## [Your instructions]
In the text on giving feedback, what was the technique called in which negative comments were placed between two pieces of positive feedback?

## [Supplied text]
══════════════════════════════

Feedback – a gift of information

I’ve been thinking a lot recently about giving feedback, not least because I have been running training in this area and have been commissioned to write a book which may well include a section on it.

When I first started work, we used to talk about ‘positive’ and ‘negative’ feedback and we were taught to use the ‘positive sandwich,’ in which negative comments should be enveloped between two slices of positive feedback.  This became something of a joke at work, and we would declare “That’s a nice shirt you’re wearing; your work’s appalling but the shirt is nice.”

While the principle of softening the blow of ‘negative’ feedback may be laudable, it dilutes the real message.  If someone has not performed as expected, it’s useful that they know that.  Now this doesn’t mean being horrible to someone and it certainly doesn’t mean blaming them.  Instead it should be delivered in a way that helps them to understand the effects of their performance and encourages them to do something positive about it.

Stepping back from all this, feedback itself is a gift of information.  When I receive a gift, I can choose to cherish it, save it for later, give it away or sell it on eBay. The gift is neither positive or negative – it’s just a gift.  Feedback is not intrinsically positive or negative, when delivered in the right way.  So often, new managers find themselves tied in knots at the thought of giving feedback which may be construed as negative.  It’s worst for the managers who have worked in a team and then promoted to be the team leader.  Giving feedback feels like slapping their friends in the face.  All too often, the recipient of the feedback feels less upset about it than the manager delivering it.

So, in giving feedback, it’s useful to have a structure.  This helps us in delivery and the recipient in understanding that this is a serious conversation.  One regular problem when someone behaves in a way that’s deemed inappropriate at work is that they don’t appear to understand the effects of their behaviour on others.  Another is that the manager delivering feedback tells the staff member the corrective behaviour which they must demonstrate in future.  To remedy both of these problems, try this:

  • Example/Evidence
  • Effects
  • Change/Continue

First, describe what you see.  Be absolutely specific.  There is no sense in saying to someone “I think you have been a little grumpy recently.”  The answer is “No, I haven’t.”  Tell the team member about specific behaviours you have observed – give a time and location if it helps to make it even more specific.

Now, importantly, describe the effects. Be careful not to say “the rest of the team feels the same way as I do” because you’ll  create a division and mistrust in the team.

Finally, ask the team member what they will do differently in future.  It’s far better for them to tell you than for you to tell them because they are more likely to ‘own’ and commit to a solution of their own creation. Notice that the “C” in our little “EEC” structure can also stands for “continue”: the formula can be used equally for praising someone.

══════════════════════════════

## [Information shown]

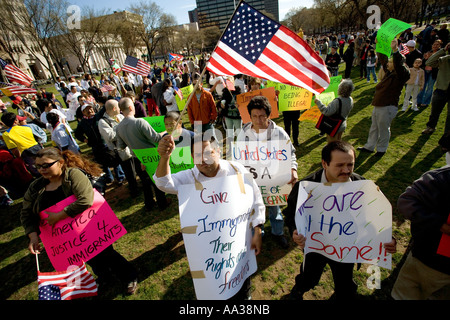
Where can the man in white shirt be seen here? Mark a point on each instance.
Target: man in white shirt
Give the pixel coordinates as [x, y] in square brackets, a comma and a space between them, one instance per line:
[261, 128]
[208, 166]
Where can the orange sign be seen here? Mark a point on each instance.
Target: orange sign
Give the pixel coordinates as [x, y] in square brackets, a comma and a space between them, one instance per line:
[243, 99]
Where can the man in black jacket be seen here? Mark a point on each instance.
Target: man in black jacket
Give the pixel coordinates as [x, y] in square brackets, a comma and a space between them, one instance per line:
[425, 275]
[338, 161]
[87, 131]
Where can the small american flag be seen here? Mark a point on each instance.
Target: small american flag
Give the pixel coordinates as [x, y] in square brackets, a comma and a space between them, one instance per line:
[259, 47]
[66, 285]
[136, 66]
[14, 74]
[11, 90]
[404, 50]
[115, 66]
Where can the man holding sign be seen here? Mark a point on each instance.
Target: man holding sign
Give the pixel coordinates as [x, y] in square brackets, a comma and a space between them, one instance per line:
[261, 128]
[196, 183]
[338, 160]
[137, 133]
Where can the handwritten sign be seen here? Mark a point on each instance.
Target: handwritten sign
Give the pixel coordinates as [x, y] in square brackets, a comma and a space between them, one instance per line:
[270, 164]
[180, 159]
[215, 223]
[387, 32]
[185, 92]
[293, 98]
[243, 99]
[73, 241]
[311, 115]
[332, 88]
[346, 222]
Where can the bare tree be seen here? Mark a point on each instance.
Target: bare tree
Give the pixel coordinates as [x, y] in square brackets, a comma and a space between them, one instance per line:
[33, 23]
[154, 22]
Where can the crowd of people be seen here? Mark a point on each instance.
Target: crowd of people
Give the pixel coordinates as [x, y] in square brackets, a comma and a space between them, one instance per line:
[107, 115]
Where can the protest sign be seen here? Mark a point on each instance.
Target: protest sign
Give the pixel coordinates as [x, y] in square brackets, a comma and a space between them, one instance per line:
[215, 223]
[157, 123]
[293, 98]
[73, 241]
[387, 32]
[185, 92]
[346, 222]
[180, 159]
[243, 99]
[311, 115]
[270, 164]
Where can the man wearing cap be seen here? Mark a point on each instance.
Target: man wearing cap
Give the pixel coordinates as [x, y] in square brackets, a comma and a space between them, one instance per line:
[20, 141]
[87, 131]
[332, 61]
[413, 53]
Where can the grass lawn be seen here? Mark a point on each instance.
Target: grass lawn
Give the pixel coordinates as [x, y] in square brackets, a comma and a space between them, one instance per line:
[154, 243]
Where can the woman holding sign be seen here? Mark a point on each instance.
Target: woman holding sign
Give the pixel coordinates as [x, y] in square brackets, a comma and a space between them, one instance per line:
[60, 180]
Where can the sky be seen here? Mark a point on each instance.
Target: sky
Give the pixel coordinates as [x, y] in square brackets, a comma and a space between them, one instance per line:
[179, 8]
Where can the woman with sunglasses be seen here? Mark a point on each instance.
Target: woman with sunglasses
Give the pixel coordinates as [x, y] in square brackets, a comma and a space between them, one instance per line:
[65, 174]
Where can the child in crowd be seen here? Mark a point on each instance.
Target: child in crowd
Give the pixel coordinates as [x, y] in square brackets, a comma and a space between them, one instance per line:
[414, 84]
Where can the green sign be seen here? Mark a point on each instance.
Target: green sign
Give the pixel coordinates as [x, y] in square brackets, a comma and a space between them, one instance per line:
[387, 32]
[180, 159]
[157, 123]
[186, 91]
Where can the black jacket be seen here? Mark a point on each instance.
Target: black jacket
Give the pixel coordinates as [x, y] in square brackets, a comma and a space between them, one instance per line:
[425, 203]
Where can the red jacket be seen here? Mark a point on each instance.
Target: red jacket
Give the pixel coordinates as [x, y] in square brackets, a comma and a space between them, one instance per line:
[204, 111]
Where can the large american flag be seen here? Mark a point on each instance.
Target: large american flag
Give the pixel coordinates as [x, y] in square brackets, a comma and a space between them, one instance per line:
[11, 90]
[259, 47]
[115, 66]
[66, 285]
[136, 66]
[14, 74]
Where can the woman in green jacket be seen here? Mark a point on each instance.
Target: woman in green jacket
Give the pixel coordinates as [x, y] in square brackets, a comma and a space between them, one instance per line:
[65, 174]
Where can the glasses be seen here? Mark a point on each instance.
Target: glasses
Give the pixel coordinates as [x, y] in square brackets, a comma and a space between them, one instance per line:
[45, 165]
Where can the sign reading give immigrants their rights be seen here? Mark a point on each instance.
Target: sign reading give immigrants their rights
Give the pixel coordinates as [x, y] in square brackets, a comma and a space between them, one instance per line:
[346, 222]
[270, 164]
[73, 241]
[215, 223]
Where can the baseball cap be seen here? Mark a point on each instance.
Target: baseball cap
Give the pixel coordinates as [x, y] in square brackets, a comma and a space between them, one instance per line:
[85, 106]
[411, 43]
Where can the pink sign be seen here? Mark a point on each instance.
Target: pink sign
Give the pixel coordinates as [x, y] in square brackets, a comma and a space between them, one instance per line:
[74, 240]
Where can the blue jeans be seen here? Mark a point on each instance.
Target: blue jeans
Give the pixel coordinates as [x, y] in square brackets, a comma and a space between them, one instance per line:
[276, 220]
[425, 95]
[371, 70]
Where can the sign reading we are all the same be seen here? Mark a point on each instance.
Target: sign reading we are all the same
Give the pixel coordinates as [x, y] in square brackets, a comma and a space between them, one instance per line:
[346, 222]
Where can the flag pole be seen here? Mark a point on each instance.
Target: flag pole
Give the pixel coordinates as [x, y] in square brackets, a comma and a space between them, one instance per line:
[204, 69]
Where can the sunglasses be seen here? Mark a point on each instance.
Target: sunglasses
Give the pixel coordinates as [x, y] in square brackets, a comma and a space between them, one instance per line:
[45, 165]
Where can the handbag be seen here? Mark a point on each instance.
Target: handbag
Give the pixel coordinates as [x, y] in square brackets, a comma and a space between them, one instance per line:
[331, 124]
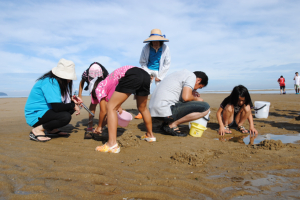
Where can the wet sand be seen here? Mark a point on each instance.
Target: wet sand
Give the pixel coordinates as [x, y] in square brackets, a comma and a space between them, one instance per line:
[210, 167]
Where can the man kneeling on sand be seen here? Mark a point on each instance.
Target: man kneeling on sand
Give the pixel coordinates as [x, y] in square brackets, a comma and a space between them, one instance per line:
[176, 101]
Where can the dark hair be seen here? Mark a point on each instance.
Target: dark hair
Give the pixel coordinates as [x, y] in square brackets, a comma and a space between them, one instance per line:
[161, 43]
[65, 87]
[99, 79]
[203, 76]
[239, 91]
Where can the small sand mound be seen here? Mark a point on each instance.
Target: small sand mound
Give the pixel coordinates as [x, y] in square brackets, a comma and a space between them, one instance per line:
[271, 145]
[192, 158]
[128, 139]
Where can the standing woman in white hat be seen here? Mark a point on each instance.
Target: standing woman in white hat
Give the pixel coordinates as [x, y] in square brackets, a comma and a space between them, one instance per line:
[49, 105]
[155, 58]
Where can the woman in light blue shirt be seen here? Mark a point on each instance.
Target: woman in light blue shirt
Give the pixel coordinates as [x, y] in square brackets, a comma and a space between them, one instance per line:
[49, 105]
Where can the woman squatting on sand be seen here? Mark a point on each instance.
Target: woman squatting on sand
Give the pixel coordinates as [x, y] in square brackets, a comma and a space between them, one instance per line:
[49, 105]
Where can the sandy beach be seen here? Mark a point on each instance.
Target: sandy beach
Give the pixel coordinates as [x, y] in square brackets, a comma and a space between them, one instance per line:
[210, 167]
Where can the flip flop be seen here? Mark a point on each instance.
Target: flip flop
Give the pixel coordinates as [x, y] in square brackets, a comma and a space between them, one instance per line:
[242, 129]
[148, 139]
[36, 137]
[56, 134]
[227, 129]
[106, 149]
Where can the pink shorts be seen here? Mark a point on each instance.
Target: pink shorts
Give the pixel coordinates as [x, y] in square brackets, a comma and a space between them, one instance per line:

══════════════════════════════

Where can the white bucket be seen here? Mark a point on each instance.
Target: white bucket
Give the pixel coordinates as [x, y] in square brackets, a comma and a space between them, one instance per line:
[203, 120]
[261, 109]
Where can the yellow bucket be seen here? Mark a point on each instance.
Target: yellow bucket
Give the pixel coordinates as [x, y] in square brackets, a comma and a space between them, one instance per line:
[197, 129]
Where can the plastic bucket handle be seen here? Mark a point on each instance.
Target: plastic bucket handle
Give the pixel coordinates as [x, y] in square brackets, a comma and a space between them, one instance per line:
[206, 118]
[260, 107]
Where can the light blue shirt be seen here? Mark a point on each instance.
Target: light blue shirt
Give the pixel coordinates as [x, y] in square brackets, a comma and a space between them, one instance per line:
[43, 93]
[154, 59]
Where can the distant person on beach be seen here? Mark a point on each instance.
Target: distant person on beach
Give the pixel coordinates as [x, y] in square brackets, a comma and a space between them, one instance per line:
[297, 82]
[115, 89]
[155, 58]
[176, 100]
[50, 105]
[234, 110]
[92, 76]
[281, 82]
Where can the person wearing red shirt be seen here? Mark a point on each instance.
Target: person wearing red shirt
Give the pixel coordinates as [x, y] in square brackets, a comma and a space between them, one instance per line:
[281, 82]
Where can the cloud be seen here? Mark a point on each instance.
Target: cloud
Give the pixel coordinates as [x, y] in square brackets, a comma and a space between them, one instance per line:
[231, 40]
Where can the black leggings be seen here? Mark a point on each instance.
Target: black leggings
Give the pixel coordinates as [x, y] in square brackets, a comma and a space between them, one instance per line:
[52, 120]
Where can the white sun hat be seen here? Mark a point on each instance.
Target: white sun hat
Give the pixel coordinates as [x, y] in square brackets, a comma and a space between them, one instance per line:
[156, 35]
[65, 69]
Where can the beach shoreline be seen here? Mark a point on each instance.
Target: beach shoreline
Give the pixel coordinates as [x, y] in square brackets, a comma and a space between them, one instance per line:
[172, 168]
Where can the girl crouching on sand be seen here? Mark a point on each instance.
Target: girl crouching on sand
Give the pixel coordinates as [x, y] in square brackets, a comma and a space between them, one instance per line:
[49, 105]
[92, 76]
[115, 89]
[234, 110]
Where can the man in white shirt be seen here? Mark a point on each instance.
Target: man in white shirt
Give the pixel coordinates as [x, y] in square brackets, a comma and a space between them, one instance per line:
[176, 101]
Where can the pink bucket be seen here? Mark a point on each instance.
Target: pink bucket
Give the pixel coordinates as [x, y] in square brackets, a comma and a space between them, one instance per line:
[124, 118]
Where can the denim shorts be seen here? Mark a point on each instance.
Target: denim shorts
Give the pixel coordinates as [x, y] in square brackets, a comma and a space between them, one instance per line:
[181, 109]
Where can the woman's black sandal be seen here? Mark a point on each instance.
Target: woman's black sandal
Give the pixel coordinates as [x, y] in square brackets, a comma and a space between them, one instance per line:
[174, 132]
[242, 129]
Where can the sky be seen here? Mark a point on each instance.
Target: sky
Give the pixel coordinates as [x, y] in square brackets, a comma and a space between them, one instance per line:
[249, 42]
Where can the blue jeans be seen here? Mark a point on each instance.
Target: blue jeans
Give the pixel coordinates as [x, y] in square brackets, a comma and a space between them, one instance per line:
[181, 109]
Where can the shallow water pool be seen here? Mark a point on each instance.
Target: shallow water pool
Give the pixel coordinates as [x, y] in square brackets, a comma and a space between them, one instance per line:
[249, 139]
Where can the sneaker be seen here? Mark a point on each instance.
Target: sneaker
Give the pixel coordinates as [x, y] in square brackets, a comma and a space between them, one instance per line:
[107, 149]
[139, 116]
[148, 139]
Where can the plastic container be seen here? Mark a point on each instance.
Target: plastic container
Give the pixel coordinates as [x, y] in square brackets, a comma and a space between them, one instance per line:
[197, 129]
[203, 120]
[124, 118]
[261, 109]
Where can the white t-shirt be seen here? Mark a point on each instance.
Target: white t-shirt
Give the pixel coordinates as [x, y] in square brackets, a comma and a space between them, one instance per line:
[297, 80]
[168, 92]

══════════════════════════════

## [Reply to the task]
The "positive sandwich."